What is being asked → Will you quote only the lines starting at the one that contains "Target: camper body" and ending with the last line of the listing below, inclusive?
======== Dataset
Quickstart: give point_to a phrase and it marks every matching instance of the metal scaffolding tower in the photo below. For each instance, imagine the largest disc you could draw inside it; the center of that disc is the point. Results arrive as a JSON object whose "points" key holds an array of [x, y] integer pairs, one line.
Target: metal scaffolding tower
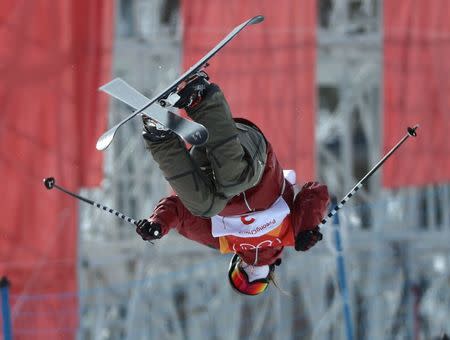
{"points": [[395, 242]]}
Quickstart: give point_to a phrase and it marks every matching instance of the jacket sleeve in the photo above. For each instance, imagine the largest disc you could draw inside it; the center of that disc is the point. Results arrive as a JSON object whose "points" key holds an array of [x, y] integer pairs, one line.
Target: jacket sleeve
{"points": [[170, 213], [310, 206]]}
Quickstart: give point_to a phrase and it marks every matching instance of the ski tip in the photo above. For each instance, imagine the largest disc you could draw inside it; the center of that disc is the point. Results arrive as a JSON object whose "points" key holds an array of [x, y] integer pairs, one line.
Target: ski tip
{"points": [[104, 141], [256, 20], [412, 130]]}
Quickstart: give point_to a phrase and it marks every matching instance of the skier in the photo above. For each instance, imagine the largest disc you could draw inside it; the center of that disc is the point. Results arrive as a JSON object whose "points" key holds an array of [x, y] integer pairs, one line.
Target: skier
{"points": [[231, 193]]}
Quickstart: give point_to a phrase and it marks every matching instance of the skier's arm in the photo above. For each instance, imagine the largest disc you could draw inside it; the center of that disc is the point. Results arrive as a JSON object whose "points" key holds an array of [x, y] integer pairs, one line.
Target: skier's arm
{"points": [[310, 206], [170, 213]]}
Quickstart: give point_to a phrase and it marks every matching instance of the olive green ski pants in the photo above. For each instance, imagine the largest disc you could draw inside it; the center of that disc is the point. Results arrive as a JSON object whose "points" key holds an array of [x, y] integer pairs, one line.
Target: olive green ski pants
{"points": [[230, 162]]}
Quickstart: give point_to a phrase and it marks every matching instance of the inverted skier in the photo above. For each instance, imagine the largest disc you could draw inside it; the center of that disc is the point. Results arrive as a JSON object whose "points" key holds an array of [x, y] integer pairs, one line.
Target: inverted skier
{"points": [[231, 193]]}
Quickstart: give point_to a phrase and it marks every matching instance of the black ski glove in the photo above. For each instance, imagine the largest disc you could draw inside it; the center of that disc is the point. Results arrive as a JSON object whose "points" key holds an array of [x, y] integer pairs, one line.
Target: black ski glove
{"points": [[148, 230], [307, 239]]}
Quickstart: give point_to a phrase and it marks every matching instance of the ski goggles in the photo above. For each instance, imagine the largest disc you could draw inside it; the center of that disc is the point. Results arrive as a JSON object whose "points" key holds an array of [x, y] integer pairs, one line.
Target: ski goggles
{"points": [[240, 282]]}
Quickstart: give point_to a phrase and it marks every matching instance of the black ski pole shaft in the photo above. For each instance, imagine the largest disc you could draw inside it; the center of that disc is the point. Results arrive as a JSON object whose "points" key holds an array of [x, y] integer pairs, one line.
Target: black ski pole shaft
{"points": [[50, 183], [410, 132]]}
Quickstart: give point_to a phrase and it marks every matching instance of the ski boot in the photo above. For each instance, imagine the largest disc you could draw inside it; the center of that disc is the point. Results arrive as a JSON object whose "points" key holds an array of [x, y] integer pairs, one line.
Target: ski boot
{"points": [[192, 90], [155, 132]]}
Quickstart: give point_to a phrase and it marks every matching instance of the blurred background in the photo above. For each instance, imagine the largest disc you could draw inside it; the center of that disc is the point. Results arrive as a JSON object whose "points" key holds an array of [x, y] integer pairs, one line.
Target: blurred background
{"points": [[332, 83]]}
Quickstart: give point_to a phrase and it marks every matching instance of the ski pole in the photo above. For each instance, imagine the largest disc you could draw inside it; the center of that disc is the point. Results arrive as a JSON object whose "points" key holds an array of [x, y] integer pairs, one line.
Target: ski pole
{"points": [[410, 132], [50, 183]]}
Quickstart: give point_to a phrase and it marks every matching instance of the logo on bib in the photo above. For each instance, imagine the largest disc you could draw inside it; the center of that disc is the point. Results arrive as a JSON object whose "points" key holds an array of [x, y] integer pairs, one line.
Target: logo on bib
{"points": [[247, 222]]}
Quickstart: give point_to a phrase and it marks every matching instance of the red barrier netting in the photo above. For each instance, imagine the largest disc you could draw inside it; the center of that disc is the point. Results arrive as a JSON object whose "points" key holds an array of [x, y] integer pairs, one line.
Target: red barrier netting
{"points": [[53, 56], [267, 72], [416, 90]]}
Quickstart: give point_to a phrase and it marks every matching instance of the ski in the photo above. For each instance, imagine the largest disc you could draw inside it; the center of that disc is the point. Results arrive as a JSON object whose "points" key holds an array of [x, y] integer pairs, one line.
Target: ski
{"points": [[190, 131], [105, 140]]}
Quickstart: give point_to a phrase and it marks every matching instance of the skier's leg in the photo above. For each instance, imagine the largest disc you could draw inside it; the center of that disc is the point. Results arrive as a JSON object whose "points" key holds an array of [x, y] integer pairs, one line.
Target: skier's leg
{"points": [[194, 188], [237, 162]]}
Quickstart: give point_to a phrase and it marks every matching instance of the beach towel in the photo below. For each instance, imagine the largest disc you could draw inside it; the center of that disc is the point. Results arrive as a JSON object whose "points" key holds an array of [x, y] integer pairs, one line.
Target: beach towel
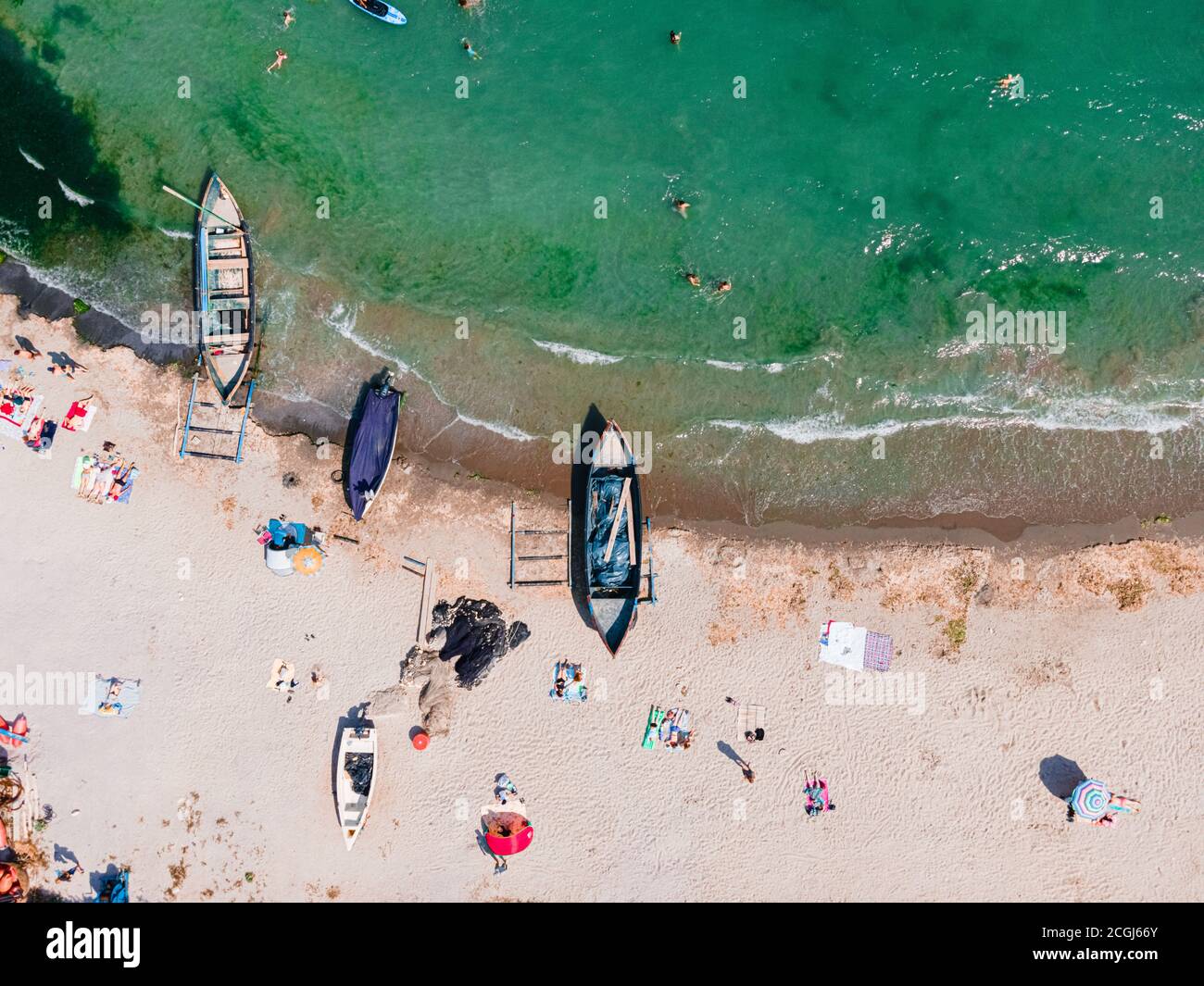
{"points": [[116, 696], [125, 490], [651, 730], [818, 797], [749, 718], [675, 725], [15, 418], [879, 650], [83, 460], [844, 644], [77, 418], [574, 692]]}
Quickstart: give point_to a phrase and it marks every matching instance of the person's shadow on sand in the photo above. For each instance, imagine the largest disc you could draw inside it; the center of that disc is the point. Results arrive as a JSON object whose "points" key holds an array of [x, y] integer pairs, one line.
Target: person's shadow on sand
{"points": [[726, 750], [1060, 776]]}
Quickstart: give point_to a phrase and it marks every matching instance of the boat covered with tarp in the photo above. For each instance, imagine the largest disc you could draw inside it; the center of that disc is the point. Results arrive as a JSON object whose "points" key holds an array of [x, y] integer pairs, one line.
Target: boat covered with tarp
{"points": [[613, 537], [376, 436]]}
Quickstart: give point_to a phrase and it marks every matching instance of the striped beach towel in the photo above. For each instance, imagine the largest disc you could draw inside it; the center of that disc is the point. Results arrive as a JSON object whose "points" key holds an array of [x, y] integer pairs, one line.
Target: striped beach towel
{"points": [[879, 650]]}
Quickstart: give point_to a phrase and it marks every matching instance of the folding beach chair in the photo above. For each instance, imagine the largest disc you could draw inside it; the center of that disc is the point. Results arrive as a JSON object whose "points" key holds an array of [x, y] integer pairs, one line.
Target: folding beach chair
{"points": [[749, 718]]}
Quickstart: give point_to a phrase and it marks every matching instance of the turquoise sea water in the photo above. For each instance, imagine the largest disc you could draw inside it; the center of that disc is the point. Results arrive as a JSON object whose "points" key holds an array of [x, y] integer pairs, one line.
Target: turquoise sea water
{"points": [[486, 209]]}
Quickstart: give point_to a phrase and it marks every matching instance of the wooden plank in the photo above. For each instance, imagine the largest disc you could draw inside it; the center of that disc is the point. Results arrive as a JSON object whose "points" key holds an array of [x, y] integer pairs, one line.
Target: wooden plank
{"points": [[424, 617], [631, 533], [624, 499]]}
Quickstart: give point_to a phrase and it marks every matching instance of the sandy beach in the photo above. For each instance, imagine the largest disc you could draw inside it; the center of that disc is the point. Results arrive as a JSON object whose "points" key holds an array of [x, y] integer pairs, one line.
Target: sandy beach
{"points": [[1014, 668]]}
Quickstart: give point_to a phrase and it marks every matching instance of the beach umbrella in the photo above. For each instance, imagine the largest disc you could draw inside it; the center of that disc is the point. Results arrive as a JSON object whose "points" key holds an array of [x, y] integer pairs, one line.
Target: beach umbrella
{"points": [[497, 818], [510, 845], [1090, 800], [307, 561]]}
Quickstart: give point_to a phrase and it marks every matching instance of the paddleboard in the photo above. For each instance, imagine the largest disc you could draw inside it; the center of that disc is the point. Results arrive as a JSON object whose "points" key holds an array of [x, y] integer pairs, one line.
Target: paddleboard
{"points": [[381, 11]]}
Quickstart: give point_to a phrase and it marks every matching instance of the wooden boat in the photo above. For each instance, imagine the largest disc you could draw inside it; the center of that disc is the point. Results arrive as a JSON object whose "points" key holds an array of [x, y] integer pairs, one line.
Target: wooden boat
{"points": [[357, 749], [614, 537], [376, 437], [224, 289]]}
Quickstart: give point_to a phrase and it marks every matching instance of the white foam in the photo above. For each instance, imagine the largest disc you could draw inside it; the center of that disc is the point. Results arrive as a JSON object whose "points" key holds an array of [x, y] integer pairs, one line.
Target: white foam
{"points": [[506, 431], [1090, 413], [75, 196], [31, 159], [584, 356]]}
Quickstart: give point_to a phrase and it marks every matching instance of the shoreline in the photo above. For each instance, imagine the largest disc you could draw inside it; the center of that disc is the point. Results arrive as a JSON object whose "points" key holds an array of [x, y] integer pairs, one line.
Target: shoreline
{"points": [[426, 420], [998, 678]]}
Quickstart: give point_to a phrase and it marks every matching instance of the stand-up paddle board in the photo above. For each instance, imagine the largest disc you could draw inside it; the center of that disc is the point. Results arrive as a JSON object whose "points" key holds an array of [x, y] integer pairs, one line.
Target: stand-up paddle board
{"points": [[381, 11]]}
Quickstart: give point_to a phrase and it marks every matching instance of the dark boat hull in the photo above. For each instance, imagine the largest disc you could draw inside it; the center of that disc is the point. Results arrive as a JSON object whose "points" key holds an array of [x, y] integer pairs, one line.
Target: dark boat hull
{"points": [[376, 436], [613, 595], [227, 313]]}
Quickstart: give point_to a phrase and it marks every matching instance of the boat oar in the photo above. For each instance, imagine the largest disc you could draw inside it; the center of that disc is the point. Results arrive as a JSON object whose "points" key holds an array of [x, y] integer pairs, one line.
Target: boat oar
{"points": [[624, 500], [199, 206]]}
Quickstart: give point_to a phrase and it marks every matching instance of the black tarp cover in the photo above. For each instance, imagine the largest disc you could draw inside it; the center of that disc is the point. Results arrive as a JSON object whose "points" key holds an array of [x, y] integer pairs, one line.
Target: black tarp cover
{"points": [[617, 571], [474, 636], [372, 448], [359, 767]]}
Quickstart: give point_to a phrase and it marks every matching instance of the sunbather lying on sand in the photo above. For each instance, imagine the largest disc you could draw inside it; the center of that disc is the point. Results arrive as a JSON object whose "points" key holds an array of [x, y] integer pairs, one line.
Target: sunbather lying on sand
{"points": [[12, 879], [1119, 805]]}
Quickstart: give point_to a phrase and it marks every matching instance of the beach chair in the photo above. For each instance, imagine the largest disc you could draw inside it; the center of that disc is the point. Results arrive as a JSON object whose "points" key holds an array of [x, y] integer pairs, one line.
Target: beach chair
{"points": [[749, 718], [653, 730]]}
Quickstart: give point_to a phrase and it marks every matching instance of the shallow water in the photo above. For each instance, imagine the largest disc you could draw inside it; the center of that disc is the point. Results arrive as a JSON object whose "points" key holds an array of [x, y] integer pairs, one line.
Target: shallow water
{"points": [[486, 209]]}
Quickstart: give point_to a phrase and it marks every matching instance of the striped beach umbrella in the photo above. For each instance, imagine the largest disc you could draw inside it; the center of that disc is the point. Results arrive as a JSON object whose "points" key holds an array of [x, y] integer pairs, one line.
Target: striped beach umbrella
{"points": [[1090, 800]]}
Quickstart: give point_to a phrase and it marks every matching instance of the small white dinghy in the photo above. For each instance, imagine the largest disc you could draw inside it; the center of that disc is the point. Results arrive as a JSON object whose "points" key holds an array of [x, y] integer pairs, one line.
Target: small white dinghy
{"points": [[357, 778]]}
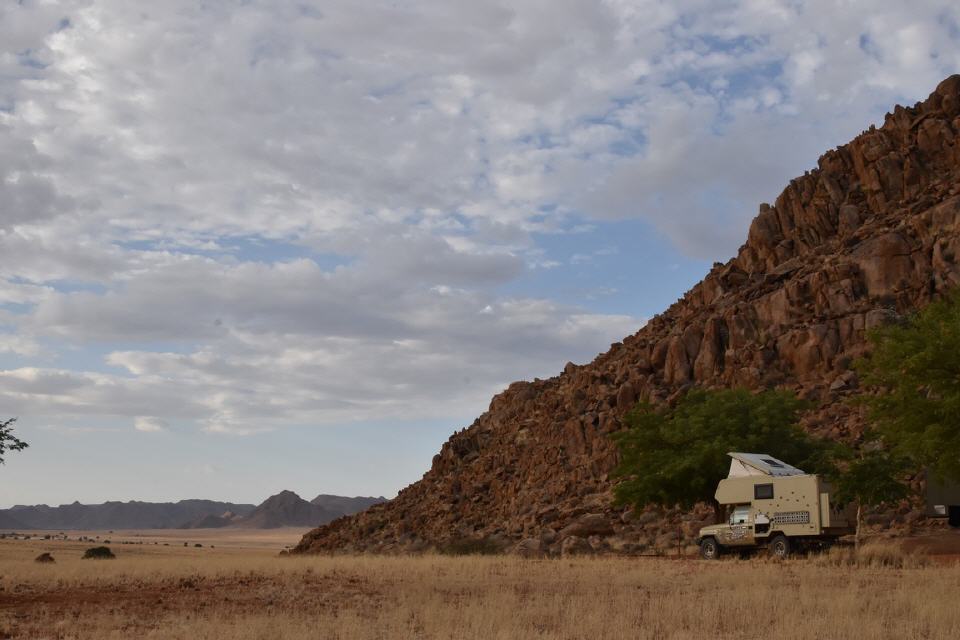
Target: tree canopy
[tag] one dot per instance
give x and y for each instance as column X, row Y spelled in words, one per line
column 915, row 369
column 8, row 441
column 675, row 457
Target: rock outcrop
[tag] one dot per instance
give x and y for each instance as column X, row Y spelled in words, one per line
column 871, row 234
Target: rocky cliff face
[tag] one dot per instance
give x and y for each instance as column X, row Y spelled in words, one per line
column 873, row 232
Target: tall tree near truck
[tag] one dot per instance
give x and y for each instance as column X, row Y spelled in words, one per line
column 912, row 381
column 675, row 456
column 871, row 477
column 8, row 441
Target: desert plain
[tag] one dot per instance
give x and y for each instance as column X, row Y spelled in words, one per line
column 237, row 586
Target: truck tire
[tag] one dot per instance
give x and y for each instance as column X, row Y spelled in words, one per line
column 780, row 546
column 709, row 549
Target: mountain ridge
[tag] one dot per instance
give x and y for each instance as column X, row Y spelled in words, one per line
column 871, row 234
column 183, row 514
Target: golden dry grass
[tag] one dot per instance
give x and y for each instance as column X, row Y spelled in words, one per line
column 186, row 593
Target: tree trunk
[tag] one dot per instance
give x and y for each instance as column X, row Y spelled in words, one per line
column 856, row 535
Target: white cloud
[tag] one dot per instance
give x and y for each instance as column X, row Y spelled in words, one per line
column 149, row 424
column 271, row 213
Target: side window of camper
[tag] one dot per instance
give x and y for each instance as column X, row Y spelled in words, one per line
column 762, row 491
column 741, row 514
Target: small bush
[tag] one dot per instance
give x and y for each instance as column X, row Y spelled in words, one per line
column 472, row 547
column 872, row 556
column 98, row 553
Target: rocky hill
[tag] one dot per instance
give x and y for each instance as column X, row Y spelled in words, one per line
column 286, row 509
column 343, row 506
column 871, row 233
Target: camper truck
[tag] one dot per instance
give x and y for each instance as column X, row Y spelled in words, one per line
column 774, row 505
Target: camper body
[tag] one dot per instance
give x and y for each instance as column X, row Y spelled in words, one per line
column 773, row 504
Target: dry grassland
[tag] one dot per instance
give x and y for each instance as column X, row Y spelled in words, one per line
column 186, row 593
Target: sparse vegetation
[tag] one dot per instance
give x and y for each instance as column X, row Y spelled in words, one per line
column 8, row 441
column 473, row 547
column 913, row 373
column 250, row 595
column 98, row 553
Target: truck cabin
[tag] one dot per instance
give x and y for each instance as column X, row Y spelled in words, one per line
column 943, row 499
column 760, row 489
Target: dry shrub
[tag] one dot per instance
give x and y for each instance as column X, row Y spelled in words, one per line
column 875, row 555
================
Solved exercise →
Target: camper body
[tag] one dot per instance
give x and y for each instance as column X, row Y spelled in words, one per line
column 773, row 504
Target: dry grassland
[tag] one dot per instance
give x and y for each instance as column X, row Y spelled in words, one per line
column 186, row 593
Target: sparse vegetation
[tag] one dot per instance
give x and y for each instance as column X, row Y spelled in words, one per line
column 8, row 441
column 473, row 547
column 913, row 373
column 250, row 595
column 98, row 553
Target: truck cabin
[tag] one dot per instance
give x and y for each instance as column X, row Y spelled in words, one per line
column 943, row 499
column 760, row 489
Target: dry shrub
[tag] one dot per instance
give x and y for each instance as column X, row Y spelled in words, one per line
column 875, row 555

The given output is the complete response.